BLOC DE TEXTE |

La greedflation (ou la « cupideflation » en français) est une inflation liée au maintien des marges des entreprises. Elle serait aussi d’actualité en Belgique. Explication d’un phénomène qui inquiète.

La greedflation est un mot valise qui réunit cupidité (greed) et l’inflation. En souhaitant maintenir leurs marges vaille que vaille, les entreprises ont maintenu la pression sur les prix alors même que les prix de production sont à nouveau à la baisse. Leur pricing power, soir leur capacité à augmenter les prix dans leur coin, serait même l’une des causes de l’inflation qui persiste malgré un relâchement des pressions inflationnistes (prix de l’énergie, approvisionnement…)

Des entreprises trop gourmandes ?

Les entreprises surferaient ainsi sur l’acceptation des consommateurs d’une hausse généralisée des prix pour augmenter encore un peu plus, et de façon artificielle, leur prix. A en croire des analystes de plus en plus nombreux, ce ne serait donc pas la hausse des salaires, mais bien une certaine cupidité des entreprises qui nourrirait l’inflation. Quoi qu’il en soit en cherchant avant tout à accroître leurs marges, les entreprises inquiètent jusqu’aux banquiers centraux, notamment ceux de la BCE. Oscar Arce, directeur général des questions économiques à la Banque centrale européenne, craint ainsi une spirale des prix “qui pourrait appauvrir tout le monde”.

L’inquiétude touche même l’une des plus anciennes et des plus importantes banques d’investissement du monde. Ainsi pour Albert Edwards, stratège mondial à la Société Générale, une banque vieille de 159 ans, nous assistons peut-être même « à la fin du capitalisme“. 

Selon lui, les “marges bénéficiaires exceptionnelles” des entreprises aux États-Unis et à l’étranger finiront par “provoquer des troubles sociaux”. Toujours selon Edwards, «à une époque où la cohésion sociale s’effrite déjà, je pense que le fait de voir des entreprises générer des marges bénéficiaires supérieures à la normale en période de crise ne peut qu’attiser le malaise». Pour lui, la greedflation actuelle va trop loin. En 40 ans, il n’a jamais rien vu de tel. Ainsi, l’an dernier, les entreprises figurant dans le classement Fortune 500 ont généré à elles seules un bénéfice record de 1 800 milliards de dollars pour un chiffre d’affaires de 16 100 milliards de dollars.

SECTION DES DONNÉES |
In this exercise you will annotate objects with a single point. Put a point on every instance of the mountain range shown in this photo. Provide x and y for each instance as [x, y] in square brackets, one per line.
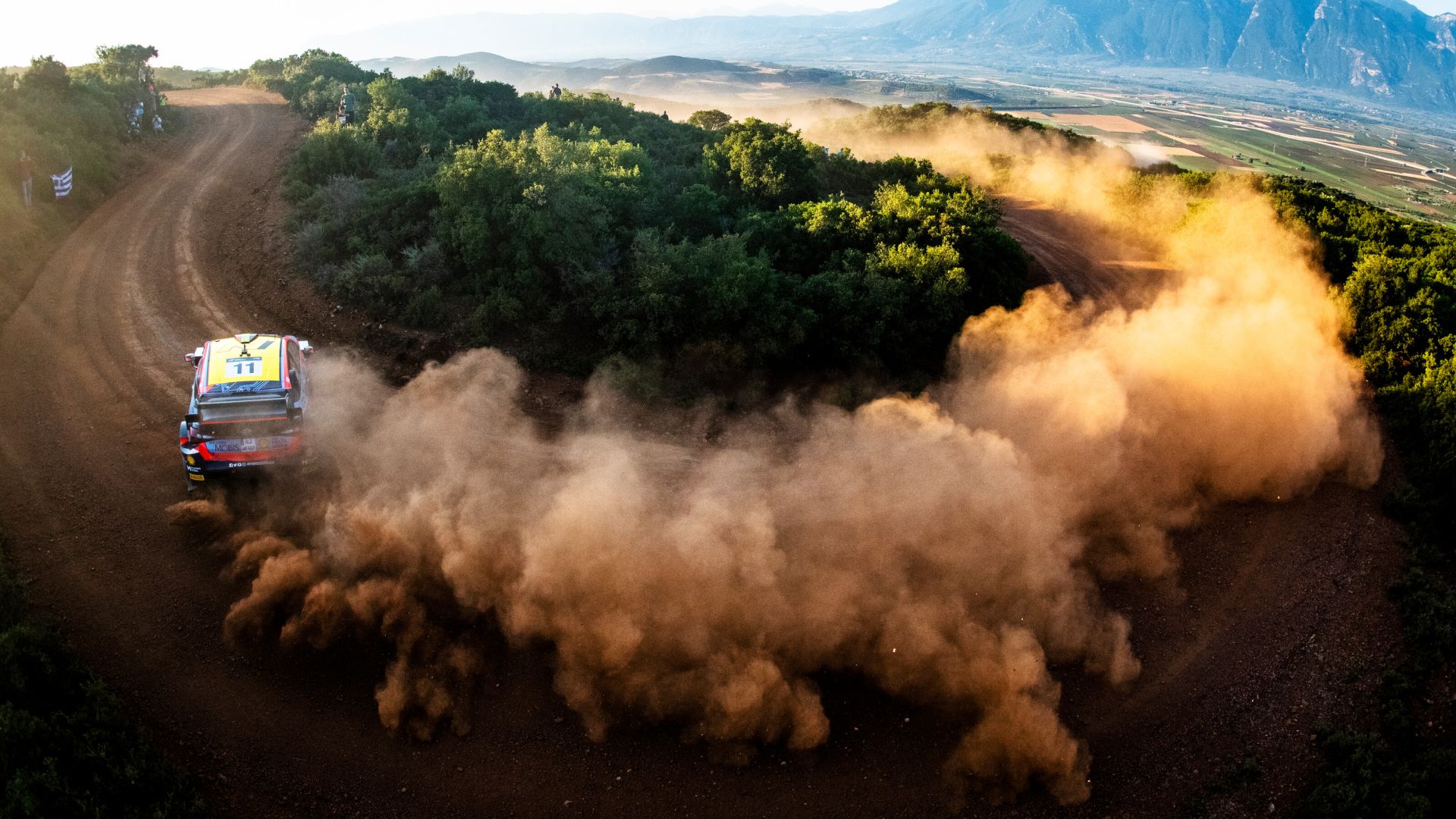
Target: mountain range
[1378, 49]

TÂCHES À RÉALISER |
[a] Répondez à ces questions sur le texte consacré à la greedflation :
(i) Quels deux mots le mot valise « greedflation » réunit-il ?
(ii) Quel poste Oscar Arce occupe-t-il ?
(iii) Quel bénéfice record les entreprises du classement Fortune 500 ont-elles généré l'an dernier ?
[b] Poursuivez le texte sur la greedflation à partir de sa dernière phrase.
Les données constituent un ensemble à part, distinct du texte sur la greedflation.

CORRIGÉ DES EXERCICES |
[a]
(i) La cupidité (greed) et l'inflation.
(ii) Directeur général des questions économiques à la Banque centrale européenne.
(iii) 1 800 milliards de dollars.

[b]
Pour le Financial Times aussi les entreprises – toutes catégories confondues – ont fait des bénéfices excessifs par rapport aux normes historiques. Ainsi 52 % des 1000 premières entreprises mondiales gagneraient encore plus que leur marge moyenne sur 10 ans. Certaines banques et entreprises du secteur de l’énergie affichant même des marges « soit hypercycliques, soit inexcusables ». Des chiffres d’autant plus surprenants que les marges auraient dû “fortement diminuer” en raison du ralentissement de l’économie. En effet les pénuries de main-d’œuvre et la hausse des prix des produits de base réduisent généralement les marges lorsqu’une économie se dirige vers la récession.

Un contrôle des prix ?

Pour contrer la greedflation, Edwards vient avec une solution controversée : le contrôle des prix. Soit un prix maximum fixé par le gouvernement. Une hérésie pour beaucoup, mais pour Edwards on n’a guère le choix, car “quelque chose semble s’être brisé avec le capitalisme”. Il se base pour dire cela sur un article rédigé par Isabella Weber et Evan Wasner, économistes à l’université du Massachusetts à Amherst, intitulé “Sellers’ Inflation, Profits and Conflict. Pour eux, un contrôle temporaire des prix pourrait être le seul moyen de prévenir les “spirales inflationnistes” qui pourraient résulter de ces prix abusifs. D’autant plus que la conséquence potentielle d’une greedflation est que les consommateurs cherchent à compenser ces hausses de prix en demandant une hausse des salaires. De quoi alimenter le risque d’une spirale prix-salaires inflationniste.

Aussi en Belgique ?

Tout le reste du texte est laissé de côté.